◆ WORK REQUEST
Write out the entries again. Match each one exactly.

Saved entries:
##########

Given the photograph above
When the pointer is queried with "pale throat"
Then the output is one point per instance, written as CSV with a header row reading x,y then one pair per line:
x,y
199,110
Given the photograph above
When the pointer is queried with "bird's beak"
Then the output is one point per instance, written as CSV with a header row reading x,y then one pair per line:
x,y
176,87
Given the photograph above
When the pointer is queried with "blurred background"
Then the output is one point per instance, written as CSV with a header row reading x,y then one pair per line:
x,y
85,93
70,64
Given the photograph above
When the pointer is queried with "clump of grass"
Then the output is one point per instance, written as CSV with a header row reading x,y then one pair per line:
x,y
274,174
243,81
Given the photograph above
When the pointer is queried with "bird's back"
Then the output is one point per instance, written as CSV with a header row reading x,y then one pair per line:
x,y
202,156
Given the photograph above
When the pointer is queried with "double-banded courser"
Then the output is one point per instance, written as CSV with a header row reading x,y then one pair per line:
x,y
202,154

##########

◆ RESPONSE BELOW
Given the photograph above
When the pointer is queried with "pale throat"
Then the output is one point per instance, written as CSV with a header row reading x,y then one pair per line:
x,y
199,110
Given the photograph above
When the pointer is queried with "bird's beak"
Then the output is one point per instance, written as CSV with a header row reading x,y then one pair per line:
x,y
176,87
Given the photograph above
When the pointer is queried with "blurred background"
Then the output is one point per instance, written as CSV with a header row reading x,y then one pair per line:
x,y
85,93
70,64
Given the photograph above
When the pointer is queried with "clump of grass"
Then the output is one point per instance, written as CSV with a header row reading x,y then one pair per line:
x,y
274,174
243,81
Given the photograph above
When the pointer is queried with "bird's back"
Then the output is one point per instance, written as CSV with a header row reading x,y then one pair per line:
x,y
202,156
Given the photograph above
When the pointer is queried with "double-banded courser"
Then the output is one point per instance, written as CSV with a header row reading x,y then one pair per line:
x,y
202,154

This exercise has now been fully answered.